* _SELECTED PASSAGE_:
▬▬▬▬▬▬

Chantal Petitclerc, CC (born December 15, 1969 in Saint-Marc-des-Carrières, Quebec) is a Canadian wheelchair racer.

At the age of thirteen, she lost the use of both legs when a heavy barn door fell on her. Gaston Jacques, a high school physical education teacher, was to have a decisive influence on her life when he convinced her to try swimming to develop her physical strength and stamina. It was Petitclerc's first contact with sports and training.

When she was eighteen, Pierre Pomerleau, a trainer at Université Laval in Quebec City, introduced her to wheelchair sports. Using a homemade wheelchair, she took part in her first race and came last, well behind the other competitors. However, she had fallen in love with wheelchair racing and a long and fruitful career had begun.

While Petitclerc was developing her skills as a wheelchair athlete, she pursued her studies, first in social sciences at the CEGEP de Sainte-Foy and then in history at the University of Alberta in Edmonton, where she registered in order to be able to train with Peter Eriksson, who remains her coach to this day.

Petitclerc competed in the Paralympic Games for the first time in Barcelona in 1992, returning with two bronze medals, the start of collection that now includes twenty one Paralympic medals, fourteen of them gold. Four years later, at the Atlanta games, she took gold medals in the 100 and 200 m events and three silvers in the 400, 800, and 1500 m races. At the 2000 Summer Paralympics, she won two golds, in the 200 m and 800 m, and two silvers, in the 100 m and 400 m races. She won three gold medals (in 100 m, 200 m, and 400 m) and a bronze (800 m) at the 2002 World Championships and a gold at the 2002 Commonwealth Games in the 800 m. At the 2004 Summer Olympics (where wheelchair racing was an exhibition sport) she won the 800 m, and went on to an impressive showing with 5 gold medals at the 2004 Summer Paralympics. When she returned from Athens in 2004, Petitclerc told reporters the 2008 Summer Paralympics in Beijing would be her last big international meeting but that she will continue training and road racing for a while. For her performance in 2008, she was awarded the Lou Marsh Trophy as Canadian athlete of the year[1] and the Canadian Press's Bobbie Rosenfeld Award as Canada's female athlete of the year.[2]

With her 5 golds in the 2004 Paralympics, she tied the existing Canadian gold medal record at a single Games, Winter or Summer, set by Stephanie Dixon at the 2000 Summer Paralympics. Her 5 golds in the 2008 Paralympics tied that record. As of 2010, the record still stood.[3] As of 2012 she holds five world records for wheelchair racing.[4]

She was chosen as the flagbearer of the Canadian team at the opening ceremonies of the 2006 Commonwealth Games.[5]

Petitclerc lives in Montreal, and trains at Complexe sportif Claude-Robillard.

▬▬▬▬▬▬

* _DATA EXCERPT_:

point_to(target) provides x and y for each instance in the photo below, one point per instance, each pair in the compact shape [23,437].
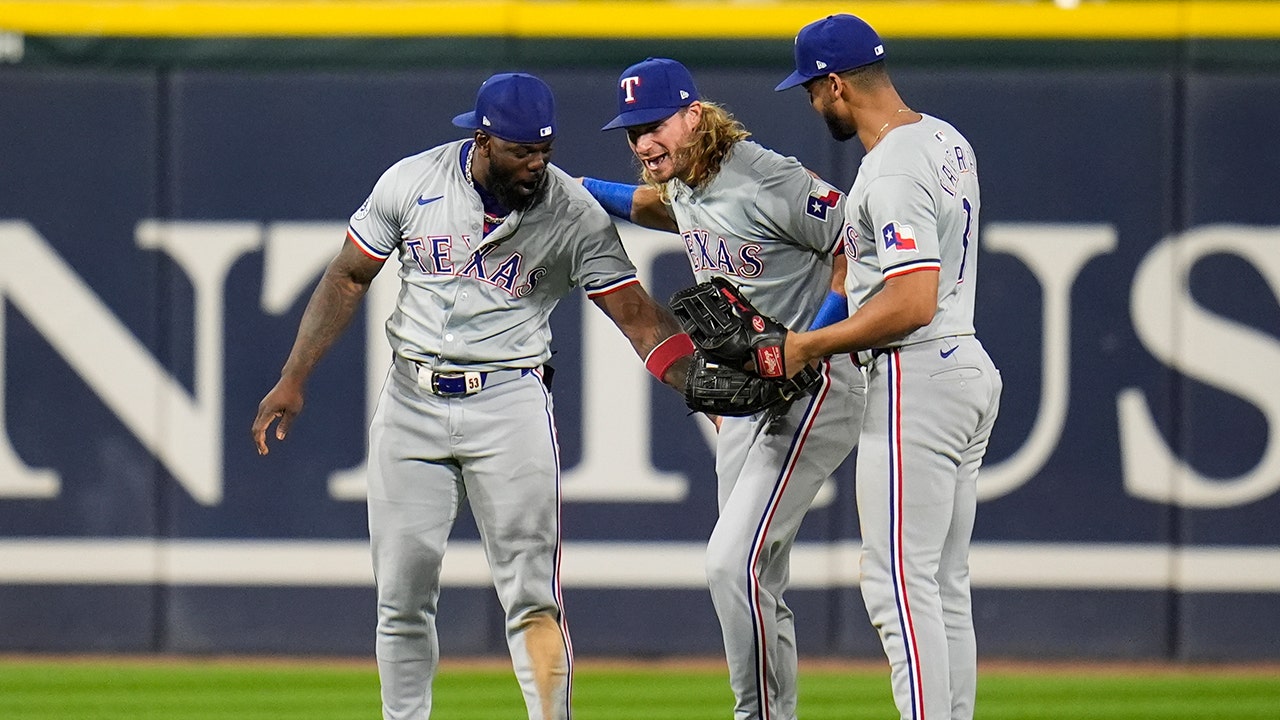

▬▬▬▬▬▬

* _ACTIVITY 1_:
In the passage about Chantal Petitclerc, who convinced her to try swimming to build her strength and stamina?
* _ACTIVITY 2_:
Resume the passage about Chantal Petitclerc, starting right after its last sentence.

* _TASK RESULT 1_:
Gaston Jacques, a high school physical education teacher.

* _TASK RESULT 2_:
The St-Marc-des-Carrières municipal ice hockey arena now bears her name.

Rio Tinto Alcan is her main sponsor since 1998.

On June 16, 2009, it was announced that Petitclerc would receive a star on Canada's Walk of Fame in Toronto. The induction ceremony was held on September 12, 2009.[6] In 2009, she was made a Companion of the Order of Canada "for her achievements as a Paralympic champion known internationally as an inspiration, and for her commitment to developing sports for athletes with a disability".[7] In 2012 she was awarded an Honorary Doctor of Laws degree by the University of Alberta.[4]

Petitclerc was appointed as a coach and mentor to the British athletics team ahead of the 2012 Summer Paralympics, working alongside her former coach and UK Athletics' Paralympic head coach Peter Eriksson.[8]

Petitclerc was just named the Chef de Mission for Canada’s 2014 Commonwealth Games team.[5]

See also[edit]

References[edit]

  1. ^ "Petitclerc wins 2008 Lou Marsh Award". The Sports Network. 2008-12-09. Retrieved 2008-12-09. 
  2. ^ "Petitclerc voted CP's female athlete of the year". The Sports Network. 2008-12-26. Retrieved 2008-12-26. 
  3. ^ Vancouver Sun, "Woolstencroft wins fifth gold medal", CanWest News Service, 21 March 2010 (accessed 21 March 2010)
  4. ^ a b Roy-Brenneis, Derek (April 30, 2012). "UAlberta honorary degrees announced". University of Alberta. 
  5. ^ a b "Chantal Petitclerc brings passion to Commonwealth Games". Glasgow 2014 XX Commonwealth Games (CBC Sports). The Canadian Press. July 17, 2014. Retrieved July 18, 2014. 
  6. ^ "The Stars Align at the 12th Annual Canada's Walk of Fame". Canada's Walk of Fame. 2009-06-16. Retrieved 2009-06-16. 
  7. ^ "Governor General announces 60 new appointments to the Order of Canada". July 1, 2009. 
  8. ^ "Chantal Petitclerc to join GB Paralympic athletics team as coach". bbc.co.uk. 28 November 2011. Retrieved 3 September 2012.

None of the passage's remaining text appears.